Data under study »

******

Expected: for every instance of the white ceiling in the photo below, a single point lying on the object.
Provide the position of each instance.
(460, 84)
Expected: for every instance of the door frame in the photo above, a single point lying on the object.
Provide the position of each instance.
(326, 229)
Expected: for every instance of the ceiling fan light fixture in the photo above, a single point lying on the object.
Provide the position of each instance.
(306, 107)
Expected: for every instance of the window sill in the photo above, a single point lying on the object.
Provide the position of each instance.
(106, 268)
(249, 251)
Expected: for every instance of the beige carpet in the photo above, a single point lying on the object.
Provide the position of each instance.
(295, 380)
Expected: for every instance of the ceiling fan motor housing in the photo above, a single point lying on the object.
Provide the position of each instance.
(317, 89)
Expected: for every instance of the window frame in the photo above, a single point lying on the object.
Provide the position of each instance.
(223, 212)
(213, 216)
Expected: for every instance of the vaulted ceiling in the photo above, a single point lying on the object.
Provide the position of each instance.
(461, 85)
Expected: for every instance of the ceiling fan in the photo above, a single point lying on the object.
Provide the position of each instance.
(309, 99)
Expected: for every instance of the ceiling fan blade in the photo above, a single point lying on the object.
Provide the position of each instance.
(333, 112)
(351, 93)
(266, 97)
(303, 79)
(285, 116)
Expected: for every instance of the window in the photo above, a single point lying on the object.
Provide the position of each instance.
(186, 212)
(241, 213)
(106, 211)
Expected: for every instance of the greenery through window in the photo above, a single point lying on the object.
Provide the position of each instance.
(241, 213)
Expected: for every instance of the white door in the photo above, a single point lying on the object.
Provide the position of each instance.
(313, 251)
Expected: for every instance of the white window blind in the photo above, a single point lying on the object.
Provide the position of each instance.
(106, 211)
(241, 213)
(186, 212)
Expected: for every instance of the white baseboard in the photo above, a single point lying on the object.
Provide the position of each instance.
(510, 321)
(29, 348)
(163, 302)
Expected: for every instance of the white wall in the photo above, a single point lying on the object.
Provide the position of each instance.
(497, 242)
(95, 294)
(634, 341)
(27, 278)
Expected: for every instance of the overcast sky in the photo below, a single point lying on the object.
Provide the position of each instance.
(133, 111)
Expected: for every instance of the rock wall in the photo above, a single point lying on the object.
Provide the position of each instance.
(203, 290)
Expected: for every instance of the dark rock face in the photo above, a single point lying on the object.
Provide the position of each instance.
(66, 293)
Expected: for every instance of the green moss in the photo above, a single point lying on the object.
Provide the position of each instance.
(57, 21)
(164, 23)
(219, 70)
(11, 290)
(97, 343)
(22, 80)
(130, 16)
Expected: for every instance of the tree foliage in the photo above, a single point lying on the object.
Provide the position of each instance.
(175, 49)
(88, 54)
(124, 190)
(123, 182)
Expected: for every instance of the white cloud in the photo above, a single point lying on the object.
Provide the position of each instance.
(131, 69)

******

Which lines of the data above contain "frame"? Copy each one.

Response to this exercise »
Expected: for every instance of the door frame in the photo above, a single point lying on the object.
Expected: for every instance of the window frame in the photo above, a single point lying on the object.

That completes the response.